> Problem statement
Please copy out the lines of these records without changing anything.
*** Input for this task
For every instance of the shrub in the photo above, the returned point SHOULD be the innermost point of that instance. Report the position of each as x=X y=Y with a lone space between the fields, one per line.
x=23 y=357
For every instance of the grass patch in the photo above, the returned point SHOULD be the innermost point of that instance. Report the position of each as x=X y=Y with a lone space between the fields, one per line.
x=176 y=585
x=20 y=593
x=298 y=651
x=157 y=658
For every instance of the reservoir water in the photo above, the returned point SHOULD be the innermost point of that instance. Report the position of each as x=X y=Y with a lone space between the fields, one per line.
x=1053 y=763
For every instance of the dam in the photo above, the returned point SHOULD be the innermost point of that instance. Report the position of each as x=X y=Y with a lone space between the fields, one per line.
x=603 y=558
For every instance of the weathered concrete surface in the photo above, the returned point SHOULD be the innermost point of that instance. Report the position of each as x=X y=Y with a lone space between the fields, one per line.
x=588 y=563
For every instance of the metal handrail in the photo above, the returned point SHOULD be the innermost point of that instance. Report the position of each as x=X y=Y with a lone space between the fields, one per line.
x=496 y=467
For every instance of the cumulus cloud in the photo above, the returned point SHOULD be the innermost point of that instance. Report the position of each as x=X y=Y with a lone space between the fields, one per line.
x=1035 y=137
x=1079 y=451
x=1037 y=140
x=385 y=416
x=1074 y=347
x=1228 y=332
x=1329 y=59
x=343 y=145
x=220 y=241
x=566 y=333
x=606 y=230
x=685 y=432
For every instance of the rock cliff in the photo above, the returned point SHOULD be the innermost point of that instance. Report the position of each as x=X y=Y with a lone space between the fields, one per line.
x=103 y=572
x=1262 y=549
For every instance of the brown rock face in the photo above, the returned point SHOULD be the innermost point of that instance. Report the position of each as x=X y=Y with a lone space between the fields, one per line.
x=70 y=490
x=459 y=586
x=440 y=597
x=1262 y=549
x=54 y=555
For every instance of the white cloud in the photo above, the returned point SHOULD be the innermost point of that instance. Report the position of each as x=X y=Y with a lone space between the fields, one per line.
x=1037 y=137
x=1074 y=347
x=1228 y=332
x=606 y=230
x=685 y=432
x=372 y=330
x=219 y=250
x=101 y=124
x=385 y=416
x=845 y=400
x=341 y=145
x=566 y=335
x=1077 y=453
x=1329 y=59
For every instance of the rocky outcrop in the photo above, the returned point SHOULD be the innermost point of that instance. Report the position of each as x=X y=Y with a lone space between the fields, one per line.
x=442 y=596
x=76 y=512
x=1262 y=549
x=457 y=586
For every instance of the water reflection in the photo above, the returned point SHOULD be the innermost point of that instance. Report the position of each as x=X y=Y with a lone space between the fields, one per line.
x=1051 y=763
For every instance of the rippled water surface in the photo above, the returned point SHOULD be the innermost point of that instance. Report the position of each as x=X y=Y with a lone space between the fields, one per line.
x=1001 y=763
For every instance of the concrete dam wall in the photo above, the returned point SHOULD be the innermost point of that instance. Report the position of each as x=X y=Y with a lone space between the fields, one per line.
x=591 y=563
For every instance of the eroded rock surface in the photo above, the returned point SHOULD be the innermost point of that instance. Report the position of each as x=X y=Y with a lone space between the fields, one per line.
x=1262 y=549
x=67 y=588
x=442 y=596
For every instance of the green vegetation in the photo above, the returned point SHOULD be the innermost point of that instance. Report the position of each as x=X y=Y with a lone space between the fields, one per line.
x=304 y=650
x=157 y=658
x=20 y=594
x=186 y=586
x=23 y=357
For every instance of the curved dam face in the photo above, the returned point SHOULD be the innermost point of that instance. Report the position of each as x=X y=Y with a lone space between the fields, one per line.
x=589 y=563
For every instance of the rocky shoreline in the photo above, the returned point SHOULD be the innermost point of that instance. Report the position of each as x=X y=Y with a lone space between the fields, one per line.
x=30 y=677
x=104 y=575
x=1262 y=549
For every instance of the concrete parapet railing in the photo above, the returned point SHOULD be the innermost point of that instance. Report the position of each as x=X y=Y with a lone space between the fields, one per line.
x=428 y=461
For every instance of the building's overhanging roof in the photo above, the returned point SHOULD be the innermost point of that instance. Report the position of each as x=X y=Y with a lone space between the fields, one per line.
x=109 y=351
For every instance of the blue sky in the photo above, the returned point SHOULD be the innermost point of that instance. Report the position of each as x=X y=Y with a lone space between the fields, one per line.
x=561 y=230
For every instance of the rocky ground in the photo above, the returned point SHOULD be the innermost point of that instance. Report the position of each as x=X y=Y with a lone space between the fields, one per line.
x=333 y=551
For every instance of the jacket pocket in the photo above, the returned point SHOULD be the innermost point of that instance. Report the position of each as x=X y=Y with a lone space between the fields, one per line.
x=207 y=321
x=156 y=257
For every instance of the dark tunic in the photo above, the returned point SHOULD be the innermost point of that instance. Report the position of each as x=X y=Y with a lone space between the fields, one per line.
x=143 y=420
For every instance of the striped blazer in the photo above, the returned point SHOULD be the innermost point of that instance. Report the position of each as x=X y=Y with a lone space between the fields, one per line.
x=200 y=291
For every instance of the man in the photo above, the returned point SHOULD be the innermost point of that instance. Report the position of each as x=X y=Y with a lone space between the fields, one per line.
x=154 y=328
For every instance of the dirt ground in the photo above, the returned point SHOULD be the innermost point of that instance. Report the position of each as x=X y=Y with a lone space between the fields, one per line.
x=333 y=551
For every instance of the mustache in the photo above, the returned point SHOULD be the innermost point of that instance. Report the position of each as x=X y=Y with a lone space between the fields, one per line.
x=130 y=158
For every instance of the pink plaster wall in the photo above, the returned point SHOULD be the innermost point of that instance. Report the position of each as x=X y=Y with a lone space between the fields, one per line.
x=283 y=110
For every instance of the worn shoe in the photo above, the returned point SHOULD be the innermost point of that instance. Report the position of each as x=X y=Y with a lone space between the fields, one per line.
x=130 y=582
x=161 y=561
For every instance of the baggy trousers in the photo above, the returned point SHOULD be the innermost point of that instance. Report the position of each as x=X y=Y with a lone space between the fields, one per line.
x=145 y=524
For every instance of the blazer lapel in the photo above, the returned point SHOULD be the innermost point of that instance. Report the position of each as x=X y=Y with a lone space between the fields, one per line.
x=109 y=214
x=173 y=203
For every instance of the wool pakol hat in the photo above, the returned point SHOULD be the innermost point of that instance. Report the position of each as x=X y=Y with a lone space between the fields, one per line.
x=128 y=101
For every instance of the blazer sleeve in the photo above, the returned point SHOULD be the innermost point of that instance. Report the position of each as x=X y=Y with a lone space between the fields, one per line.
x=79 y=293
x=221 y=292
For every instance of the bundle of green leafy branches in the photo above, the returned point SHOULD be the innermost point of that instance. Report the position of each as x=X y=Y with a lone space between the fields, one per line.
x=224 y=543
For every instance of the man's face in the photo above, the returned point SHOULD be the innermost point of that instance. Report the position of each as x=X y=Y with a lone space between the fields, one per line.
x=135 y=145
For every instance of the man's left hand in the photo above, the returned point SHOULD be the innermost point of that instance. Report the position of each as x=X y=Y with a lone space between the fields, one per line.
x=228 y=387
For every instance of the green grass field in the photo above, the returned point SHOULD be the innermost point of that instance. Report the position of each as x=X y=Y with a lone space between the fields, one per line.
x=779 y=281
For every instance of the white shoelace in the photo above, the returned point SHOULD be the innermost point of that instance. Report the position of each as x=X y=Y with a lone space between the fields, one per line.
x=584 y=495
******
> Exercise answer
For every instance of the shrub in the photo above, the returned point SHOULD be the innermost point of that instance. Report the position of each as x=X y=Y with a lone space between the fields, one per line.
x=23 y=357
For every instance of the grass patch in the photo above, the returned point SHOULD be the innermost point of that instance. Report the position of each as x=X y=Y with a lone space between the fields, one per line.
x=176 y=585
x=20 y=593
x=298 y=651
x=157 y=658
For every instance of the reservoir water in the photo above, the returned point SHOULD be the innermost point of that instance. Report the position of each as x=X y=Y with a lone space between the fields, one per line.
x=1053 y=763
For every instance of the dam in the photo above, the returned point SHOULD be the innermost point of that instance. Report the position of each as x=X y=Y with a lone space between the fields, one per line.
x=603 y=558
For every instance of the weathered concrete surface in the photo above, the returned point SHOULD be the innermost point of that instance. Report the position of each as x=X y=Y with a lone space between the fields, one per line.
x=588 y=563
For every instance of the metal handrail in the photo above, the returned point SHOULD be the innermost point of that instance. Report the position of each as x=X y=Y with a lone space between the fields, one per line.
x=496 y=467
For every instance of the cumulus cloud in the photo above, the returned point SHOULD be the innermost point of that instance. Report the position of each as x=X y=Y with a lone space between the fields, one per line.
x=1035 y=137
x=1079 y=451
x=1037 y=140
x=385 y=416
x=1074 y=347
x=1228 y=332
x=1329 y=59
x=343 y=145
x=220 y=241
x=566 y=333
x=606 y=230
x=685 y=432
For every instance of the rock cliff in the photo above, the returned point SHOULD be the innermost point of that instance. Report the position of each as x=X y=Y with a lone space between the fields, one per line.
x=103 y=572
x=1262 y=549
For every instance of the brown rock face in the photo above, the returned point SHOULD be the innermost point of that instance. Report the position of each as x=X y=Y with a lone space between the fields, one per line.
x=70 y=490
x=459 y=586
x=440 y=597
x=1262 y=549
x=54 y=555
For every instance of the white cloud in the photo above, the returned point SHOULD be the innermost point of that instance. Report the position of each as x=X y=Y with a lone space between the fields, one per line.
x=1037 y=137
x=1074 y=347
x=1228 y=332
x=606 y=230
x=685 y=432
x=372 y=330
x=219 y=250
x=101 y=124
x=385 y=416
x=845 y=400
x=341 y=145
x=566 y=335
x=1077 y=453
x=1329 y=59
For every instance of the rocky outcrop in the photo above, the returned point SHOULD be the innermost point of that instance. Report the position of each as x=X y=Y with a lone space between the fields, one per line.
x=442 y=596
x=76 y=512
x=1262 y=549
x=457 y=586
For every instance of the water reflection in the photo above, the returned point SHOULD be the innermost point of that instance. Report the position of each as x=X y=Y with a lone space between the fields, one per line.
x=1051 y=763
For every instance of the rippled water surface in the photo above, the returned point SHOULD be the innermost point of that instance. Report the position of each as x=X y=Y with a lone space between the fields, one per line.
x=1001 y=763
For every instance of the concrete dam wall in the photo above, the returned point SHOULD be the innermost point of that instance. Report the position of each as x=X y=Y with a lone space between the fields, one per line.
x=591 y=563
For every instance of the eroded rock surface in the photo above, the returned point SHOULD be the innermost point of that instance. Report the position of each as x=X y=Y with a lone space between the fields, one per line.
x=1262 y=549
x=67 y=588
x=442 y=596
For every instance of the green vegetation in the photo above, the returned point SHOULD be the innermost point of that instance. Report the position of each as x=X y=Y with a lone space between the fields, one per line.
x=304 y=650
x=157 y=658
x=20 y=594
x=186 y=586
x=23 y=357
For every instance of the curved dam face in the photo above, the returned point SHOULD be the innermost point of that instance. Report the position of each as x=X y=Y with a lone space between the fields, one per line.
x=589 y=563
For every instance of the rocky shoreline in the photo above, the returned point SHOULD be the innermost point of that instance. Report the position of each as x=X y=Y with a lone space between the fields, one per line.
x=30 y=677
x=104 y=575
x=1262 y=549
For every instance of the concrete parapet railing in the photo above, the returned point SHOULD be the innermost point of that instance. Report the position of each as x=X y=Y with a lone space between the fields, one per line.
x=428 y=461
For every instance of the building's overhanging roof in the photo above, the returned point SHOULD be the innermost point of that instance. Report the position of each as x=X y=Y with a lone space between the fields, one per line.
x=109 y=351
For every instance of the blue sky in the photo above, the returned point SHOULD be the innermost point of that instance. Report the position of each as x=X y=Y with a lone space between the fields, one per line.
x=561 y=230
For every instance of the rocky ground in the photo above, the returned point SHOULD be the innermost point of that instance. Report the position of each as x=X y=Y with a lone space between the fields, one per line.
x=333 y=551
For every instance of the jacket pocket in the photo above, the returned point SHOULD be the innermost point of that instance. Report the position of each as x=X y=Y with a lone space between the fields, one per line.
x=207 y=321
x=156 y=257
For every instance of the dark tunic in the photo above, the returned point SHOULD be the innermost point of that instance. Report the position of each as x=X y=Y with a lone space between the fields, one per line.
x=143 y=420
For every instance of the striped blazer in the photo above, the returned point SHOULD be the innermost point of that instance. Report the position of each as x=X y=Y with a lone space between the fields, one per line.
x=200 y=291
For every instance of the man in the photo above, the returned point SHOULD be the innermost point of that instance. Report the position of each as x=X y=Y with a lone space between the fields, one per line.
x=154 y=328
For every instance of the dirt ground in the photo above, the returned point SHOULD be the innermost point of that instance. Report the position of each as x=X y=Y with a lone space between the fields, one per line.
x=333 y=551
For every instance of the mustache in the photo above, the returned point SHOULD be the innermost point of that instance. Report the position of each as x=X y=Y with a lone space between the fields, one per line.
x=130 y=158
For every instance of the pink plaster wall in the photo above, the returned point SHOULD be the innermost point of that instance. Report the position of each as x=X y=Y with a lone space between the fields, one per line.
x=283 y=110
For every instance of the worn shoe in the photo above, the returned point SHOULD be the innermost point of that instance. Report the position of each as x=X y=Y with a lone space between the fields, one per line.
x=130 y=582
x=161 y=561
For every instance of the baggy trousers in the photo above, the returned point SHOULD be the innermost point of that instance. Report the position of each as x=X y=Y with a lone space between the fields, one per line.
x=145 y=524
For every instance of the blazer lapel in the photo above, the returned point SHOULD be the innermost point of that instance. Report the position of each as x=X y=Y with a lone space between the fields, one per line.
x=109 y=214
x=173 y=203
For every instance of the wool pakol hat in the photo above, the returned point SHOULD be the innermost point of that instance. Report the position of each as x=X y=Y with a lone space between the fields, one per line.
x=128 y=101
For every instance of the blazer sleeve in the photo above, the returned point SHOULD be the innermost point of that instance. Report the position of each as x=X y=Y with a lone space between the fields, one per line.
x=79 y=293
x=221 y=292
For every instance of the bundle of green leafy branches in the photo above, the returned point SHOULD be the innermost point of that instance. Report the position of each as x=X y=Y with a lone space between the fields, one per line.
x=224 y=543
For every instance of the man's face in the photo above, the returned point SHOULD be the innermost point of that instance. Report the position of each as x=X y=Y with a lone space between the fields, one per line.
x=135 y=145
For every instance of the man's left hand in the photo above, the returned point SHOULD be the innermost point of that instance. Report the position of each as x=X y=Y with a lone space between the fields, one per line.
x=228 y=387
For every instance of the green grass field in the photo above, the returned point SHOULD be the innermost point of that instance. Report the position of each as x=X y=Y with a lone space between the fields, one per line.
x=779 y=281
For every instance of the white shoelace in the photo above, the returned point SHOULD be the innermost point of that instance. Report the position of each as x=X y=Y with a lone space between the fields, one per line.
x=584 y=495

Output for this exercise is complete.